選定抜粋:
########
札幌市は、滑走路延伸を含めた丘珠空港の利活用方針となる将来像案を公表した。滑走路延伸や用地費など空港整備事業費は150億―200億円とし、うち市と道の負担は23億―30億円となる見通し。加えて、都心アクセス道路を利用した空港連絡バスの通年運行でアクセスの充実を図り、空港駐車場の拡張についても国などと協議する。
6日の市議会総合交通政策調査特別委員会で報告した。
航空需要の回復や2030年度末を予定する北海道新幹線の札幌延伸を見据え、おおむね今後10年間を事業期間として成案化する。事業費は滑走路延長などに加え、ターミナルビル関連に100億―150億円を試算。費用は国が85%、市と道が合わせて15%を負担する見込みで、市は今後、道と負担割合について協議を進める。 滑走路は北西に200m、南東に100mの延伸を計画する。空港の運用時間も延長し、発着便数を現在の1日最大30便から70便に増やすことに加え、道外便を3路線から10路線程度に拡充し年間旅客数100万人を見込む。
########
作業依頼 1: 丘珠空港に関する抜粋に照らし、次の(a)〜(c)が抜粋の内容と合致するかどうかを「はい」または「いいえ」で答え、それぞれ判断の根拠となる抜粋の語句をそのまま引用してください。(a) 滑走路は北西に200m延伸する計画である。(b) 費用は市と道がそれぞれ15%ずつ負担する見込みである。(c) 発着便数を1日最大30便から50便に増やす計画である。
作業依頼 2: 丘珠空港に関する抜粋によれば、ターミナルビル関連の事業費はいくらと試算されていますか。
作業依頼 3: 丘珠空港に関する抜粋の最後の文に続けて、その先の文章を書き継いでください。
この後に掲げる行は、丘珠空港に関する抜粋とは別個の資料です。
########
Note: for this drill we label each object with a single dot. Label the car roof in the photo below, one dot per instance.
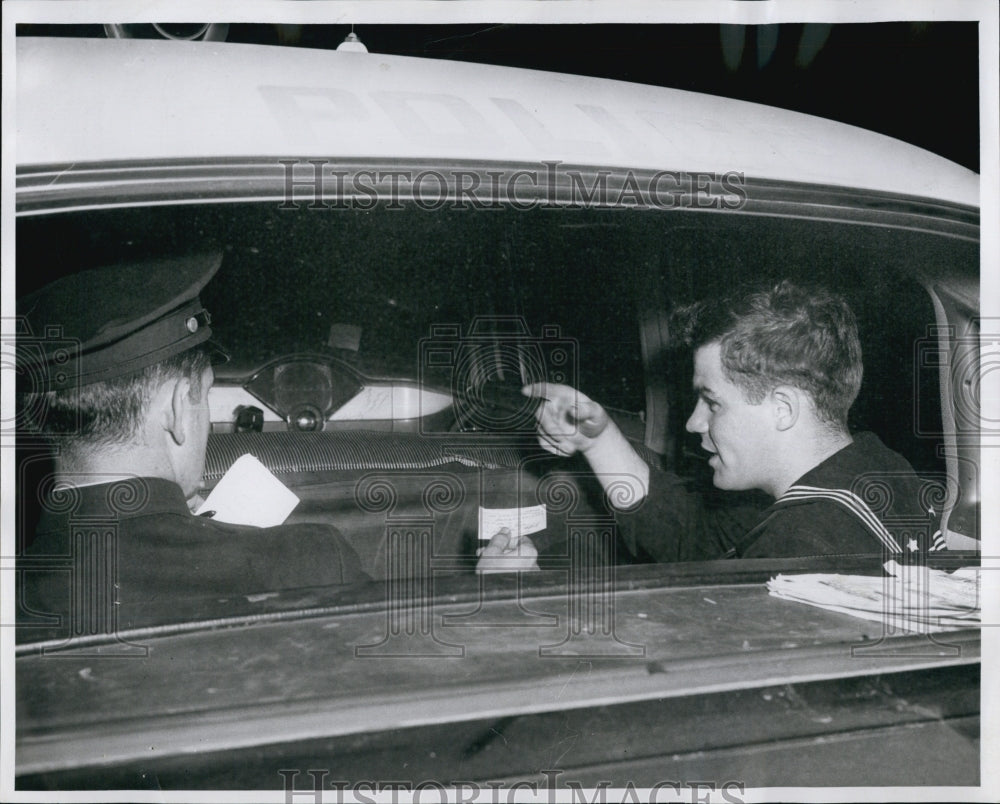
(93, 100)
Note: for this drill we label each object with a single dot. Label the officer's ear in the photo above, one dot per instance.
(177, 400)
(787, 404)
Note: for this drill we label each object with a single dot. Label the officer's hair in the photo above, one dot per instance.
(784, 335)
(110, 413)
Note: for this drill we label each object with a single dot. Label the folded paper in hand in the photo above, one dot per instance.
(912, 598)
(249, 494)
(520, 521)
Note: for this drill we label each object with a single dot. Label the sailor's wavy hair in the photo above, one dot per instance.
(805, 337)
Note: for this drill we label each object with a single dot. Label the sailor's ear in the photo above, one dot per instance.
(787, 404)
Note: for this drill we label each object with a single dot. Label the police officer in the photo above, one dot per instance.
(118, 374)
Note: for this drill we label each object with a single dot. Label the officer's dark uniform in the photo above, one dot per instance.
(121, 548)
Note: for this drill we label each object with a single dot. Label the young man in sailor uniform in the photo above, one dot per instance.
(775, 373)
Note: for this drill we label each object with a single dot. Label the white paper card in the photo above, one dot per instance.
(249, 494)
(520, 521)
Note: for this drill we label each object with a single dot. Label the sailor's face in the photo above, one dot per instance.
(735, 432)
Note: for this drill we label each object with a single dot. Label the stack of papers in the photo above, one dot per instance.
(912, 598)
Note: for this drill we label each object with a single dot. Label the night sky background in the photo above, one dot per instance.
(915, 81)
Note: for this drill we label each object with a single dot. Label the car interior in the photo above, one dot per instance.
(388, 345)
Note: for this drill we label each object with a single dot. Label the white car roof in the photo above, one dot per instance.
(87, 101)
########
回答欄 1:
(a) はい。「滑走路は北西に200m、南東に100mの延伸を計画する。」
(b) いいえ。「市と道が合わせて15%を負担する見込み」
(c) いいえ。「発着便数を現在の1日最大30便から70便に増やす」

回答欄 2: 100億―150億円です。

回答欄 3:
道外路線1便が通年で1往復することで観光による年10億円の経済効果を試算している。
ターミナル機能の強化については、ターミナルビルの拡張や駐機場の増設、搭乗橋の設置、新たな航空事業者の格納庫設置を視野に入れて、国や関係機関、民間事業者と協議する。空港の機能強化に合わせ、医療ジェットの通年運用や札幌市消防航空隊の拠点化などを予定している。
石川さわ子氏(市民ネットワーク北海道)は空港の運用時間が1時間程度延びることに関し、騒音への対応を質問。市まちづくり政策局の木村顕一郎空港活用推進室長は「航空機の種類や機材によって騒音レベルが異なる場合に備え、今後も調査を継続し、環境基準の範囲内になるように調整する」と説明した。